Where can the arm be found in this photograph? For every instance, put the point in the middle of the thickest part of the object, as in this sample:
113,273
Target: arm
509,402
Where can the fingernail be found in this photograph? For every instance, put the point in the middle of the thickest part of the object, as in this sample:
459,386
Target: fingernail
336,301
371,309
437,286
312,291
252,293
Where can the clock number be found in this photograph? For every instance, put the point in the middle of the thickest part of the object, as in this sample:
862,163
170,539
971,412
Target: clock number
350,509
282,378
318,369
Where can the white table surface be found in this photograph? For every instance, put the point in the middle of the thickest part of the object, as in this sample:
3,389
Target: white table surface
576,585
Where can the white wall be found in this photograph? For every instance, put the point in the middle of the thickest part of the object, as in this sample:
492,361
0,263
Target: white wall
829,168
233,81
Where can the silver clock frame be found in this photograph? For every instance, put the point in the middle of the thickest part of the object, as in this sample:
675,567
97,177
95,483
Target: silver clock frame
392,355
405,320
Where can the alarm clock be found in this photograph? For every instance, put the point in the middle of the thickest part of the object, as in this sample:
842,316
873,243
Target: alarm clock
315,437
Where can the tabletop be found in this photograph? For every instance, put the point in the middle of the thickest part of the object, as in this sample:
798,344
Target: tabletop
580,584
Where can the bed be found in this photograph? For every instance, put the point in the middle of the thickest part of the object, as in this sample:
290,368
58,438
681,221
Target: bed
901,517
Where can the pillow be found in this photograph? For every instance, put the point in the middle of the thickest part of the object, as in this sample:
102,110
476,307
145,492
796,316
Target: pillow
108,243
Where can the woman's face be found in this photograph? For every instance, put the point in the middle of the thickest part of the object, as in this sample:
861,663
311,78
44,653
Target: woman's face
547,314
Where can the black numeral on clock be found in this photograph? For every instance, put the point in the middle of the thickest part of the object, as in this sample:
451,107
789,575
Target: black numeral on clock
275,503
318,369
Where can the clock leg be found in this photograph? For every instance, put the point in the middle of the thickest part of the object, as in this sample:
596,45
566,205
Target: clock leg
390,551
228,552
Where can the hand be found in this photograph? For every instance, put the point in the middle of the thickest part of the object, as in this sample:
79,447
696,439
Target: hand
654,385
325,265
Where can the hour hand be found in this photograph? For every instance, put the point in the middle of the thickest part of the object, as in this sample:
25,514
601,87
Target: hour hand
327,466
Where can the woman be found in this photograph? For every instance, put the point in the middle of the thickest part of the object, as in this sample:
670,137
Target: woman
====
DIRECTIVE:
Can you write out all of the records above word for word, with nothing changed?

WORKED ANSWER:
Where can the arm be found in this photograph? For every instance, put the point in the middle of the thickest part of the object, as in this sample:
113,273
Target: arm
509,402
Where can the fingernail be found in this photograph? For every instance, put the point in the middle of the thickest part of the object, as in this sample:
459,386
Target: fingernail
336,301
371,309
437,286
312,291
252,293
Where can the clock number be found in this photograph? For every instance, put the point in the middle of the thickest part of the object, as in this sample:
862,163
170,539
971,412
Target: clock number
350,509
282,378
318,369
Where can the white table surface be found in this photograph? For every instance, put the point in the middle of the thickest part of the object, as in this sample:
3,389
Target: white table surface
576,585
Where can the white wall be found in this photograph? For every instance, put the point in the middle of the thickest part of the object, as in this sample:
492,361
0,263
Target: white wall
829,168
233,81
Where can the silver clock frame be found in this photograph? For every instance, put the point in the middle of the thickest part of the object, as in this sample:
675,567
97,177
95,483
Target: silver clock frame
392,355
405,320
Where can the alarm clock be found in this photograph? For every instance, put the point in the middle of the thickest part of the object, as in this sample:
842,316
873,243
Target: alarm clock
315,437
Where can the tabletop be found in this photograph? For every instance, put the point in the middle of the thickest part of the object, as in this sample:
798,344
Target: tabletop
580,584
Where can the bed be found in this photograph? For every instance, put the point in the middle of the thickest part of the object, as in this sample:
290,368
58,438
681,221
Target: bed
901,517
Where can the pillow be found in this photograph? For every instance, put the point in the middle of the thickest part of the object, as in this sample:
102,110
476,307
145,492
796,316
Target: pillow
108,243
Where can the woman's face be found in this photograph? For every instance, put the point in the middle of the thickest part of the object, as in this sample:
861,663
311,78
44,653
Target: woman's face
547,314
Where can the black numeral on clock be found in this photograph? For every instance, put the point in the middle of the thickest part of the object, as in this sample:
451,107
789,575
Target: black numeral on clock
275,503
318,369
Where can the clock leg be found in this photograph? For every instance, put the point in the middle of the thickest part of the object, as in this sample:
596,45
566,205
Target: clock leg
390,551
228,552
Where can the hand be found in this photograph? For every instance, put the point in the middle of the thickest part of the object, as in this sample:
79,447
696,439
Target: hand
654,385
325,265
Where can the hour hand be found in this photograph? For every instance, put the point in the middle of the thickest part of the object, as in this sample:
25,514
601,87
Target: hour hand
327,466
Where can the woman be found in this photograph? For every instance, put the point in the middle of the thickest part of the object, as in this sample:
670,137
Target: woman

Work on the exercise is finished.